*** Opening of Data ***
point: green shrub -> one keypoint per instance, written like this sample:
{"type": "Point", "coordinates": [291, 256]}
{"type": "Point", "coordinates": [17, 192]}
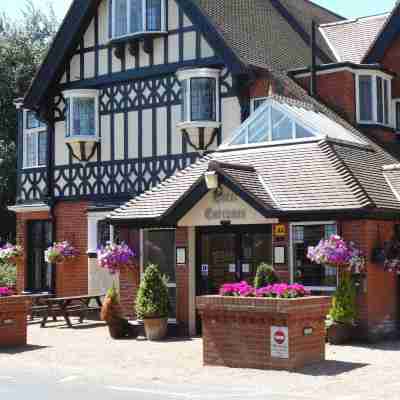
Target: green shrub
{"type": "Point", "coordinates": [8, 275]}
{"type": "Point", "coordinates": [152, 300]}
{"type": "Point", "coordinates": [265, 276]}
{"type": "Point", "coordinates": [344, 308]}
*** Close of Data ***
■ Required work ■
Return the full material word for word. Do not include the pictures.

■ Task output ■
point: green shrub -> one keypoint per instance, written like this sample:
{"type": "Point", "coordinates": [291, 256]}
{"type": "Point", "coordinates": [17, 192]}
Target: green shrub
{"type": "Point", "coordinates": [8, 275]}
{"type": "Point", "coordinates": [152, 300]}
{"type": "Point", "coordinates": [265, 276]}
{"type": "Point", "coordinates": [344, 308]}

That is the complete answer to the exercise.